Referring expression pointing data »
-*-

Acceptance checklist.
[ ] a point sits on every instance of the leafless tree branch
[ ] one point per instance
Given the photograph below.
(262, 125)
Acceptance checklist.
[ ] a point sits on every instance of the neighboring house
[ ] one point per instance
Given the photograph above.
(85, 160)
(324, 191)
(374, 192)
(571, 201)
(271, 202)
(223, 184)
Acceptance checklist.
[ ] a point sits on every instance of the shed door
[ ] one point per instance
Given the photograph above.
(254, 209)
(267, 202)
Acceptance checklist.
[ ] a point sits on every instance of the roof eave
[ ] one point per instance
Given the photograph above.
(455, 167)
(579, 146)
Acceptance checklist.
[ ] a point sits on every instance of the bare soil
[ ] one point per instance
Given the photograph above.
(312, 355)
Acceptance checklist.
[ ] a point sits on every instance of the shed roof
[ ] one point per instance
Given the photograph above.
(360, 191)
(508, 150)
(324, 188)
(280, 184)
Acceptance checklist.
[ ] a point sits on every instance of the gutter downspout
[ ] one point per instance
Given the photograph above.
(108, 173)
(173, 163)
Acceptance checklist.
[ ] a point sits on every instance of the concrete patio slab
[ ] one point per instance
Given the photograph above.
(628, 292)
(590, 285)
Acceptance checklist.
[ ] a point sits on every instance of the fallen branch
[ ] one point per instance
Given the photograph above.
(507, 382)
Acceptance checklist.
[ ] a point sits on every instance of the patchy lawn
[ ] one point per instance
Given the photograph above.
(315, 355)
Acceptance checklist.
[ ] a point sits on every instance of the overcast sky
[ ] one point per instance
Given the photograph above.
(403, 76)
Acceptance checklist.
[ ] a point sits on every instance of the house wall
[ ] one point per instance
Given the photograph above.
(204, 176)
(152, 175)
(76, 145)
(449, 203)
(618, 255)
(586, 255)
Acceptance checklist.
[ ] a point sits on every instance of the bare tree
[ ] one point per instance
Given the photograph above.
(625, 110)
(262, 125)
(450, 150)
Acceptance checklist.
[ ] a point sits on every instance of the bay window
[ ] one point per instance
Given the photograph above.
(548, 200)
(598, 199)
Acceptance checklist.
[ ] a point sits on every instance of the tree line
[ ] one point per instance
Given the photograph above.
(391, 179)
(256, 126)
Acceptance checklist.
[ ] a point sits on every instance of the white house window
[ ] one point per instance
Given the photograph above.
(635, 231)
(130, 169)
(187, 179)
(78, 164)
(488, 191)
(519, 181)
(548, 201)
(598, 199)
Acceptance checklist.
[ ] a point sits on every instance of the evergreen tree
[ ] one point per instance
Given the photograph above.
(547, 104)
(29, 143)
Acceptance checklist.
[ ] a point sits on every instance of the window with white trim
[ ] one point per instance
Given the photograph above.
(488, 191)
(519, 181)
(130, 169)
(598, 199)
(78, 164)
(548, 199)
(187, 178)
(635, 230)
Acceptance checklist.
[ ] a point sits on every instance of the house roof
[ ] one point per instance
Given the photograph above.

-*-

TASK DIRECTIONS »
Could every entry be given again exactly, with no line skipped?

TASK SOLUTION »
Acceptance checklist.
[ ] a point sits on every instance of the leafless tree branch
[ ] one point per instance
Given the photograph below.
(262, 125)
Acceptance checklist.
[ ] a point sits on every instance of the neighboring house
[ ] one point per instance
Given the photograph above.
(85, 160)
(324, 191)
(374, 192)
(571, 201)
(271, 202)
(223, 184)
Acceptance checklist.
[ ] a point sits on every instance of the shed door
[ ] one point per instance
Given the photograph above.
(254, 209)
(267, 202)
Acceptance checklist.
[ ] a point sits on every instance of the roof eave
[ ] one point per instance
Given the photograph above.
(455, 167)
(579, 146)
Acceptance checklist.
[ ] a point sits on every instance of the bare soil
[ ] one point per instance
Given the photograph above.
(312, 355)
Acceptance checklist.
[ ] a point sits on every instance of the shed roof
[ ] one point per instance
Given the photograph above.
(360, 191)
(508, 150)
(324, 188)
(280, 184)
Acceptance checklist.
[ ] a point sits on every instance of the gutter downspout
[ ] one point per instance
Given the photograph above.
(108, 173)
(173, 163)
Acceptance checklist.
[ ] a point sits on every instance of the concrete patio slab
[ ] one point per instance
Given the photograph above.
(628, 292)
(590, 285)
Acceptance checklist.
[ ] a point sits on every instance of the fallen branch
[ ] one point per instance
Given the photograph above.
(507, 382)
Acceptance checklist.
[ ] a point sits on every instance of the patchy lawn
[ ] one point per instance
Given the photograph above.
(315, 355)
Acceptance checklist.
[ ] a point sits on every instance of the overcast sky
[ ] one point per instance
Given the photograph above.
(403, 76)
Acceptance checklist.
[ ] a point sits on every instance of the house wall
[ ] one point per instance
Given the photograph above.
(204, 176)
(152, 175)
(76, 145)
(449, 203)
(618, 255)
(586, 255)
Acceptance checklist.
[ ] a point sits on every instance of the bare tree
[ ] one point per instance
Given the photograph above.
(625, 110)
(262, 125)
(450, 150)
Acceptance checklist.
[ ] a point sits on every instance of the bay window
[ ] one point per instance
Given the photograph above.
(548, 200)
(598, 199)
Acceptance checklist.
[ ] a point sits on every instance of the tree line
[ ] one point per instance
Given the photograph above.
(391, 179)
(256, 126)
Acceptance checklist.
[ ] a point sits on every instance of the white house window
[ ] one point per instance
Given the photograph above.
(635, 231)
(130, 169)
(187, 179)
(78, 164)
(488, 191)
(519, 181)
(548, 201)
(598, 199)
Acceptance checklist.
[ ] a point sits on every instance of the evergreen tree
[ ] one point per instance
Given the photograph above.
(547, 104)
(29, 143)
Acceptance checklist.
[ ] a point sits on every instance of the window with white trim
[ ] one point per instance
Given the photograph above.
(488, 191)
(519, 181)
(130, 169)
(598, 199)
(78, 164)
(548, 199)
(187, 178)
(635, 230)
Acceptance checklist.
[ ] a point sits on every instance of the house roof
[ ] one point per instance
Given the photograph above.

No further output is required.